§ **Trecho fornecido**:

::::::

É notável como Lira conseguiu avançar no seu projeto de semipresidencialismo, à revelia do plebiscito que escolheu o presidencialismo como regime de governo e sem promover alterações na Constituição. Mas parece que ainda falta uma facada final no coração da Presidência da República. Não necessariamente no do presidente Lula, já que a viabilidade parlamentar da facada pode depender de agendá-la para o próximo mandato, seja quem for o presidente.

Fricção

Com Bolsonaro no papel de espantalho político, a armação de Lira fluía melhor. As tentativas de golpe fracassaram, mas o orçamento paralelo consolidou-se. Porém, a pretensão de Lula de governar, além de representar, aumentou a fricção. Toda hora tem que ser revista e discutida a relação. Lula cede, mas espera pelo fim do mandato de Lira, que procura um sucessor que lhe permita tutelar o mandato de Lula até o fim.

(E-D) O presidente do Senado, Rodrigo Pacheco (PSD-MG), presidente Lula e o presidente da Câmara, Arthur Lira (PP-AL) | Bruno Spada / Câmara dos Deputados

Lira precisa de um sucessor que seja forte o suficiente para manter Lula sob pressão, e fraco o suficiente para não impedir o retorno dele à presidência da Câmara no início da próxima Legislatura. Enquanto isso, calcula quanto tempo político real ainda dispõe, até janeiro, para pautar novos retrocessos até o final do atual mandato.

Com Lira ou sem Lira, ninguém acredita que seja possível reverter a apropriação do orçamento pelo Congresso, o que passaria pela inimaginável situação do próprio Congresso subtrair o seu poder. A conquista de Lira é a mais consistente dentro da herança do Bolsonaro. Enquanto Lira transita entre mandatos, Bolsonaro tentará levar o Congresso a proclamar a sua própria anistia.

2026

Bolsonaro já é inelegível e está sujeito a novas condenações. O que ele pleiteia não é uma anistia, mas um indulto por crimes julgados e não julgados, com licença de impunidade para crimes futuros. Se o Congresso vier a aprovar tamanha aberração, ela cairá no STF. Pode valer como estratégia de tensionamento para facilitar a transferência de intenção de voto para outro candidato da extrema-direita.

::::::

§ **Pedido escrito**: Transcreva sem alterações o texto sobre Lira e o Congresso de "Com Bolsonaro no" a "Lula até o fim.".

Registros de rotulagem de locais
::::::

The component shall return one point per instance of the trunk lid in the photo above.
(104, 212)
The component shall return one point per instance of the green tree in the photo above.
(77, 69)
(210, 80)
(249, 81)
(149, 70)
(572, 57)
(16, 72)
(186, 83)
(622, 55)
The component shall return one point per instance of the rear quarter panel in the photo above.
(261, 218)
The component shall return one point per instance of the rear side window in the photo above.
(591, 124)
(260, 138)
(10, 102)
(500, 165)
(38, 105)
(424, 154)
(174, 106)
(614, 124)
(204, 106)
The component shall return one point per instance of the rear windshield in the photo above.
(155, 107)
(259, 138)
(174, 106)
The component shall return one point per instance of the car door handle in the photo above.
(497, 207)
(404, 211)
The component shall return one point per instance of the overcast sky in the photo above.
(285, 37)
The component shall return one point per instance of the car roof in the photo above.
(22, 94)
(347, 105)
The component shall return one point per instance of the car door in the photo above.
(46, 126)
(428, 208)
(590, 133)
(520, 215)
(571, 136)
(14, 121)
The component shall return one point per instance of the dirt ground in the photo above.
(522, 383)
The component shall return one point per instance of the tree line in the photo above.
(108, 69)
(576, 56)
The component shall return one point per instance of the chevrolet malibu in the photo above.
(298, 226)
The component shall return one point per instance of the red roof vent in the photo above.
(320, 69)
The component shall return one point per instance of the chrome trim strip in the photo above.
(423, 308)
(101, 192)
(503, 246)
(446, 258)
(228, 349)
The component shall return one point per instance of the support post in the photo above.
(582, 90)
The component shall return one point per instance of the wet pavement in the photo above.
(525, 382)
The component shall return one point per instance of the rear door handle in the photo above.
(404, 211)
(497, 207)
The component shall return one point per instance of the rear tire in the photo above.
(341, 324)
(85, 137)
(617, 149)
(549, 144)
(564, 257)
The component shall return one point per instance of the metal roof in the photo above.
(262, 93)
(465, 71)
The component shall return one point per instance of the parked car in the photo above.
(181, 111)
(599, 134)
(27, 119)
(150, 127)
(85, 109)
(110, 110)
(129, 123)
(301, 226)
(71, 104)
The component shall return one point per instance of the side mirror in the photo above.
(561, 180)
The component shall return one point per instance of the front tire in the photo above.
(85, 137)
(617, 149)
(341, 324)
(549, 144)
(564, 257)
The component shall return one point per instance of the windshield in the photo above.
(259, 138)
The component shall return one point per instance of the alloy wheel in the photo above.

::::::

§ **Solução escrita**:
Com Bolsonaro no papel de espantalho político, a armação de Lira fluía melhor. As tentativas de golpe fracassaram, mas o orçamento paralelo consolidou-se. Porém, a pretensão de Lula de governar, além de representar, aumentou a fricção. Toda hora tem que ser revista e discutida a relação. Lula cede, mas espera pelo fim do mandato de Lira, que procura um sucessor que lhe permita tutelar o mandato de Lula até o fim.